__What the task requires__. Print out every record exactly as it appears.

(Collected data)
★ ★ ★

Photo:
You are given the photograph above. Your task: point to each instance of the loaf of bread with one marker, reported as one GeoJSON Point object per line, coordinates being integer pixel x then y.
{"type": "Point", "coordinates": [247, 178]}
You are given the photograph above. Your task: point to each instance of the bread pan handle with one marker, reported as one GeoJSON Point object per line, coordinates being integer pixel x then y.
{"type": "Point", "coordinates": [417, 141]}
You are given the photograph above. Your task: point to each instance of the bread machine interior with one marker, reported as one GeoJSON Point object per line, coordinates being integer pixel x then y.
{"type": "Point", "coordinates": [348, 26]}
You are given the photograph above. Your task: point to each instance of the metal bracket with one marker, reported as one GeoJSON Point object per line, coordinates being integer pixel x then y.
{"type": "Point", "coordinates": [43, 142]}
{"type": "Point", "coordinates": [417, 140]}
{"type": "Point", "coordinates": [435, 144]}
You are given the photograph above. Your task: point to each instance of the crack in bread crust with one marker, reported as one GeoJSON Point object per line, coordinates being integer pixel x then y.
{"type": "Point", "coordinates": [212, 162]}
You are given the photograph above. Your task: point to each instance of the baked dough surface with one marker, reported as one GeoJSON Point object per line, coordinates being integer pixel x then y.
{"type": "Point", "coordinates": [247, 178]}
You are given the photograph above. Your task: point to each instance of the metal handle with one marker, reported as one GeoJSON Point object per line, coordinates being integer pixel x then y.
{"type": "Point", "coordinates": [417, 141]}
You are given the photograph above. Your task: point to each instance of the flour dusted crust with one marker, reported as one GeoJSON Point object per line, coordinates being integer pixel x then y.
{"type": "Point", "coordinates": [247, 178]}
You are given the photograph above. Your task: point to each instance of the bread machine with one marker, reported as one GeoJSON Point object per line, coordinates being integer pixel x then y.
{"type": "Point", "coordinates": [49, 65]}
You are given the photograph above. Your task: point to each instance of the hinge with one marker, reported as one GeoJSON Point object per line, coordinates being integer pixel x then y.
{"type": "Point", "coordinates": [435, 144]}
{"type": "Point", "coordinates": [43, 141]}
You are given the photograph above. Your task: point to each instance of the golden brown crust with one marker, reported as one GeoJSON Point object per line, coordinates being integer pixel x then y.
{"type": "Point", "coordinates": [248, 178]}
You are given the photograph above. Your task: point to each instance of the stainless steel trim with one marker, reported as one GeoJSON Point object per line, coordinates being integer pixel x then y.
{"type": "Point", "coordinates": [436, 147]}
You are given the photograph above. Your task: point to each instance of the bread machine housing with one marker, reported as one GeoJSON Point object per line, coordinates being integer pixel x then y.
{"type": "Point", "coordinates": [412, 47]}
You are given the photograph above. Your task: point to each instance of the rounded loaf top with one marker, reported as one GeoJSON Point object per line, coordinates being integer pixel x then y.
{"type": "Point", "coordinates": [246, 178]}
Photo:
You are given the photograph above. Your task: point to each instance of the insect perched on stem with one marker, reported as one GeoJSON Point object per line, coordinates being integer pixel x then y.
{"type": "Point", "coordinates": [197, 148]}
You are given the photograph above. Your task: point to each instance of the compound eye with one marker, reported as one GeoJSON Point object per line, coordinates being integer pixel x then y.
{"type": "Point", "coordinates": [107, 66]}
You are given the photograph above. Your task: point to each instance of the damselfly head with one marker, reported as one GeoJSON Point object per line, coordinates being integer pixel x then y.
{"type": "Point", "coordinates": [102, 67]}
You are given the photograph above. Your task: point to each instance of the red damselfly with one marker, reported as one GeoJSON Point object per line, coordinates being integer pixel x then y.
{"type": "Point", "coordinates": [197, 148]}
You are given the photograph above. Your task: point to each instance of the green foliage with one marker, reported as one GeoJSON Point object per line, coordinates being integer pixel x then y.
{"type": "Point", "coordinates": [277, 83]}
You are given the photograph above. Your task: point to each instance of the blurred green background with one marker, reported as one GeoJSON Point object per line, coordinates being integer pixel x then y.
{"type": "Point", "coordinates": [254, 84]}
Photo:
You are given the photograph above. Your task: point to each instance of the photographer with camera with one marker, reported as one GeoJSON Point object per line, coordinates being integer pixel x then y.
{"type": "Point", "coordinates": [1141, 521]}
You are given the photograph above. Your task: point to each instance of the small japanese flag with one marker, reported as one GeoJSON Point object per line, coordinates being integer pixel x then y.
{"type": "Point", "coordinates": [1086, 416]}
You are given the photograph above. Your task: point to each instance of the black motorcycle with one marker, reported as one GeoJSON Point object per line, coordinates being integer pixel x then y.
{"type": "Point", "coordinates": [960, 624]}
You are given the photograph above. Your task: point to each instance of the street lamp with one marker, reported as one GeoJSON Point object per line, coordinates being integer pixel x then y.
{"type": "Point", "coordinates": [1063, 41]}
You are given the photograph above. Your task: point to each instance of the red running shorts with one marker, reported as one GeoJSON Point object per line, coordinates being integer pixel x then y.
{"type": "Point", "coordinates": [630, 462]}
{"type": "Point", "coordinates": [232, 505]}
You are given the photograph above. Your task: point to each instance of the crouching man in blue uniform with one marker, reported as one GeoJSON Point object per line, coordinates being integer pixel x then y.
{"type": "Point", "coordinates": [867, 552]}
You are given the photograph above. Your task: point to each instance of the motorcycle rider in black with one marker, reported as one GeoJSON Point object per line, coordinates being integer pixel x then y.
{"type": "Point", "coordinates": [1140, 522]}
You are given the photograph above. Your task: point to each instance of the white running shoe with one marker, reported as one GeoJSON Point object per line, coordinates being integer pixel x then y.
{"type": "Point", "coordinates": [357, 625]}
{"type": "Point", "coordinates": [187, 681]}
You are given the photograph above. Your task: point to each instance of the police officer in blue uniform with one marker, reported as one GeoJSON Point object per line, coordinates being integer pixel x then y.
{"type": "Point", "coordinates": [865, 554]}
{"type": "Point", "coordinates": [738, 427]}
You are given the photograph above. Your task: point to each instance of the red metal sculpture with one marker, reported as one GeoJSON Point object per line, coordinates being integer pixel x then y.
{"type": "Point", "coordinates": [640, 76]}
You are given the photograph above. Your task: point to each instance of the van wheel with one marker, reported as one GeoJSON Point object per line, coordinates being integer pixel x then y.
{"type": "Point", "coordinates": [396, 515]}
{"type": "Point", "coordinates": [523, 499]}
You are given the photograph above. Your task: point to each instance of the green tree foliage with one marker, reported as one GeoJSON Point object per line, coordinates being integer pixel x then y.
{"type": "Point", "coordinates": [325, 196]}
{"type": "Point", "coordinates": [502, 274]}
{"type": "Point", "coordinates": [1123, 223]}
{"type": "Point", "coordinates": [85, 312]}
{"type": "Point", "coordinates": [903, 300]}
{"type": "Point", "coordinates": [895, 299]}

★ ★ ★

__Solved exercise__.
Photo:
You are given the photograph above. Your task: point to each instance of the loaf of bread with one marker, reported as one GeoJSON Point object per line, coordinates being integer pixel x then y.
{"type": "Point", "coordinates": [247, 178]}
You are given the photograph above. Your task: point to each instance of the bread pan handle with one marker, reported as one GeoJSON Point object per line, coordinates being integer pixel x then y.
{"type": "Point", "coordinates": [417, 141]}
You are given the photograph above. Your task: point to each instance of the bread machine interior with one marker, reported as one GeoJSON Point object per line, coordinates being integer pixel x then y.
{"type": "Point", "coordinates": [348, 26]}
You are given the photograph above. Your task: point to each instance of the metal bracket with one marker, reported as one GeoJSON Point object per line, coordinates being integer pixel x then y.
{"type": "Point", "coordinates": [43, 142]}
{"type": "Point", "coordinates": [417, 140]}
{"type": "Point", "coordinates": [435, 144]}
You are given the photograph above. Your task: point to each instance of the crack in bread crust with one marker, reported as one GeoJSON Point object per line, coordinates being integer pixel x then y.
{"type": "Point", "coordinates": [212, 162]}
You are given the photograph above. Your task: point to each instance of the baked dough surface with one marker, reported as one GeoJSON Point object per line, coordinates being integer pixel x then y.
{"type": "Point", "coordinates": [247, 178]}
You are given the photograph above. Your task: point to each instance of the metal handle with one marker, reported as one GeoJSON Point object per line, coordinates being integer pixel x then y.
{"type": "Point", "coordinates": [417, 141]}
You are given the photograph above. Your task: point to each instance of the flour dusted crust with one marker, reported as one GeoJSON Point object per line, coordinates being integer pixel x then y.
{"type": "Point", "coordinates": [247, 178]}
You are given the photograph above. Your task: point to each instance of the bread machine with one marker, reported as one GeoJSON Point object per line, coordinates being integer pixel x then y.
{"type": "Point", "coordinates": [49, 65]}
You are given the photograph above. Your task: point to each instance of the hinge with one marker, reported as one GeoJSON Point object per line, coordinates being integer pixel x then y.
{"type": "Point", "coordinates": [435, 144]}
{"type": "Point", "coordinates": [43, 141]}
You are given the photograph above. Your task: point to each instance of the golden brown crust with one marker, reported as one GeoJSON Point object per line, coordinates being integer pixel x then y.
{"type": "Point", "coordinates": [248, 178]}
You are given the photograph above. Your task: point to each instance of the stainless steel trim with one marker, reported as one GeoJSON Point object per line, coordinates being integer pixel x then y.
{"type": "Point", "coordinates": [436, 147]}
You are given the photograph above. Your task: point to each instance of the bread machine housing with one marker, reported as one GeoJSON Point object per line, coordinates being integer pixel x then y.
{"type": "Point", "coordinates": [412, 47]}
You are given the photograph above. Your task: point to each instance of the rounded loaf top with one marker, reported as one GeoJSON Point object per line, coordinates being integer pixel x then y.
{"type": "Point", "coordinates": [246, 178]}
Photo:
You are given the photograph above. Your task: point to each instance of the insect perched on stem with one marker, reported as one GeoJSON Point object per line, coordinates being integer pixel x then y.
{"type": "Point", "coordinates": [197, 148]}
You are given the photograph above. Your task: point to each instance of the compound eye with one marker, reported as one GeoJSON Point object per line, coordinates being integer pixel x then y.
{"type": "Point", "coordinates": [107, 66]}
You are given the photograph above. Your task: point to each instance of the damselfly head with one marker, reported as one GeoJSON Point object per line, coordinates being integer pixel x then y.
{"type": "Point", "coordinates": [102, 67]}
You are given the photograph above. Your task: point to each instance of the red damselfly with one marker, reported as one GeoJSON Point object per line, coordinates being integer pixel x then y.
{"type": "Point", "coordinates": [197, 148]}
You are given the photograph above. Your task: point to each instance of the green foliage with one marker, reported as one GeoJSON Point object per line, coordinates being integer pixel x then y.
{"type": "Point", "coordinates": [277, 83]}
You are given the photograph above. Your task: point to each instance of the blurred green background with one marker, reported as one GeoJSON Point object per line, coordinates being integer pixel x then y.
{"type": "Point", "coordinates": [254, 84]}
Photo:
You are given the photograph above. Your task: point to each instance of the photographer with camera with one marker, reported as one GeoJSON Point object per line, coordinates being integer pixel x then y.
{"type": "Point", "coordinates": [1141, 521]}
You are given the photograph above. Your task: point to each instance of the small japanese flag with one marker, reported as one GeoJSON Point object per line, coordinates being integer pixel x then y.
{"type": "Point", "coordinates": [1086, 416]}
You are given the photograph above. Your task: point to each instance of the black motorcycle with one marker, reported as one GeoJSON Point object per line, coordinates being integer pixel x then y.
{"type": "Point", "coordinates": [960, 624]}
You are given the photograph above. Your task: point to each instance of the street lamp with one marker, reported as one GeoJSON Point object per line, coordinates being integer pixel x then y.
{"type": "Point", "coordinates": [1063, 41]}
You are given the photograph above. Your task: point to each instance of the red running shorts with one marker, reported as one GeoJSON Point object per line, coordinates being integer pixel x then y.
{"type": "Point", "coordinates": [630, 462]}
{"type": "Point", "coordinates": [232, 505]}
You are given the photograph above. Your task: point to each instance of the crouching man in blue uniform with one marker, reported as one GeoJSON Point object per line, coordinates being integer pixel x then y.
{"type": "Point", "coordinates": [867, 552]}
You are given the photograph above. Your task: point to each instance of the motorcycle rider in black with one marker, reported as one GeoJSON Point object per line, coordinates being integer pixel x then y.
{"type": "Point", "coordinates": [1140, 522]}
You are given the photograph above. Your task: point to each instance of the white running shoe with one marker, reported as one GeoJSON Point object per line, coordinates being integer pixel x then y.
{"type": "Point", "coordinates": [357, 625]}
{"type": "Point", "coordinates": [187, 681]}
You are given the photograph above. Your task: point to each instance of the police officer in blue uniform with one marker, reported as one GeoJSON Point object per line, coordinates being integer pixel x then y.
{"type": "Point", "coordinates": [865, 554]}
{"type": "Point", "coordinates": [738, 427]}
You are given the photograph above. Your task: point to each instance of the red metal sculpture with one marker, reported as one GeoJSON Point object per line, coordinates being integer pixel x then y.
{"type": "Point", "coordinates": [640, 76]}
You are given the photograph above. Your task: point to each instance of the van wheel with one marker, reported as one GeoJSON Point object per line, coordinates being integer pixel x then y.
{"type": "Point", "coordinates": [396, 515]}
{"type": "Point", "coordinates": [523, 499]}
You are given the photograph above. Your task: point to each instance of the green tree foliage with one marker, reported as one GeoJSON Point object per line, coordinates being integer pixel x then y.
{"type": "Point", "coordinates": [325, 196]}
{"type": "Point", "coordinates": [502, 274]}
{"type": "Point", "coordinates": [1123, 223]}
{"type": "Point", "coordinates": [85, 312]}
{"type": "Point", "coordinates": [903, 300]}
{"type": "Point", "coordinates": [895, 299]}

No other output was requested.